[Supplied information start]

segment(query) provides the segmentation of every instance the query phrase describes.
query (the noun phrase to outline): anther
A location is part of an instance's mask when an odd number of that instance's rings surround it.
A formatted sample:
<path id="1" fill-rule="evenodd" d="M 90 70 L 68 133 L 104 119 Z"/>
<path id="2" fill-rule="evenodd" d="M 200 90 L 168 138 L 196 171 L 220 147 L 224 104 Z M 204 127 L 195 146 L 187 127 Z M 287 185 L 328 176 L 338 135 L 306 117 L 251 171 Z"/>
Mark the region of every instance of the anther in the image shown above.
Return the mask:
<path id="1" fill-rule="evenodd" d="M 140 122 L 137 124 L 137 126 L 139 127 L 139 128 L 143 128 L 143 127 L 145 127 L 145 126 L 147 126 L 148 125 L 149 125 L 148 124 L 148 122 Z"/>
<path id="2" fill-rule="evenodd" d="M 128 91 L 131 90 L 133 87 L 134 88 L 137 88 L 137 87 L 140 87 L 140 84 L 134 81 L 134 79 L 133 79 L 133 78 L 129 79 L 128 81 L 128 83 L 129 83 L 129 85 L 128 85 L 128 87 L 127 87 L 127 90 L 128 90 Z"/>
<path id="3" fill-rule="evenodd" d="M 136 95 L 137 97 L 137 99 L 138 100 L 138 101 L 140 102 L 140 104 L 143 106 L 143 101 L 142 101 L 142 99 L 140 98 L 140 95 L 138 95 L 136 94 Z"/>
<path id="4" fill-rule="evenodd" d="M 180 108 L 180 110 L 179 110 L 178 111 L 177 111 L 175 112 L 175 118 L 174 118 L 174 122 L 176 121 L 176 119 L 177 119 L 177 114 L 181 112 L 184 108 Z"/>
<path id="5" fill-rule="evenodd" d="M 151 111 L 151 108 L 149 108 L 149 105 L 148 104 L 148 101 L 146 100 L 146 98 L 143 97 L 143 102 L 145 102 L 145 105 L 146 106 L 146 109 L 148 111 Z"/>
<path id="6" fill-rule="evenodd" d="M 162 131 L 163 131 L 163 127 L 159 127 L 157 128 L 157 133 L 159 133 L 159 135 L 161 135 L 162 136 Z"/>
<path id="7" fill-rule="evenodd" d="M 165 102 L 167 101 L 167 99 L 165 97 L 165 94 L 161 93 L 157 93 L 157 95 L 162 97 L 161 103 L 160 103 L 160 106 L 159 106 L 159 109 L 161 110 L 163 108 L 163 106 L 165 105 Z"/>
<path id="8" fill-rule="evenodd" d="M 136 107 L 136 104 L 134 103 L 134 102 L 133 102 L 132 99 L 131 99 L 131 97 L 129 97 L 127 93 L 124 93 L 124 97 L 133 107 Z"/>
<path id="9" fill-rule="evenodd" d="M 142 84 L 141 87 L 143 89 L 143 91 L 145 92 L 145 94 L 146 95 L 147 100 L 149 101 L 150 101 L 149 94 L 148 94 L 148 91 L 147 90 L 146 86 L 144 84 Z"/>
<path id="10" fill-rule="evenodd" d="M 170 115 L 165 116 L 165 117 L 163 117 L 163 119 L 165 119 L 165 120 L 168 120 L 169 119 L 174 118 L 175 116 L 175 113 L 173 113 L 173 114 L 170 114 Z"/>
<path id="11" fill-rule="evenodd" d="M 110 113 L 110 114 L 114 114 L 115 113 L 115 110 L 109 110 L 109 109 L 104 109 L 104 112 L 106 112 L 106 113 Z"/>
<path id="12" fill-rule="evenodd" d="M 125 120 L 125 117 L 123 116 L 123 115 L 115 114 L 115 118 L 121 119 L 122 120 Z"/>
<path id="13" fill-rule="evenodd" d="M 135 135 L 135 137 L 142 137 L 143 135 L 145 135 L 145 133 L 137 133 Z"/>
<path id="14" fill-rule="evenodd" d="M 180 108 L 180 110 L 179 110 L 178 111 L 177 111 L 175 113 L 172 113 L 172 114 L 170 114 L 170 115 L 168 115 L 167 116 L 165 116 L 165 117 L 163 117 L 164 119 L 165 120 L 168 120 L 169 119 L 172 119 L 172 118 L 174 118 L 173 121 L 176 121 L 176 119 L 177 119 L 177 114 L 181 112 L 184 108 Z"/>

[Supplied information end]

* [To be done] Copy the rows line for line, from the first line through the line that contains "140 122 L 137", and stop after that line.

* [Complete response]
segment(query) provides the segmentation of every instance the query phrase describes.
query (the noun phrase to outline): anther
A location is part of an instance's mask when an odd number of that instance's rings surround it.
A formatted sample:
<path id="1" fill-rule="evenodd" d="M 90 70 L 68 133 L 104 119 Z"/>
<path id="2" fill-rule="evenodd" d="M 200 90 L 168 138 L 196 171 L 220 147 L 224 104 Z M 204 127 L 195 146 L 187 127 Z M 287 185 L 328 176 L 338 135 L 306 117 L 251 171 Z"/>
Mark the region of every instance of the anther in the image shown above.
Return the mask:
<path id="1" fill-rule="evenodd" d="M 140 122 L 137 124 L 137 126 L 139 127 L 139 128 L 143 128 L 143 127 L 145 127 L 145 126 L 147 126 L 148 125 L 149 125 L 148 124 L 148 122 Z"/>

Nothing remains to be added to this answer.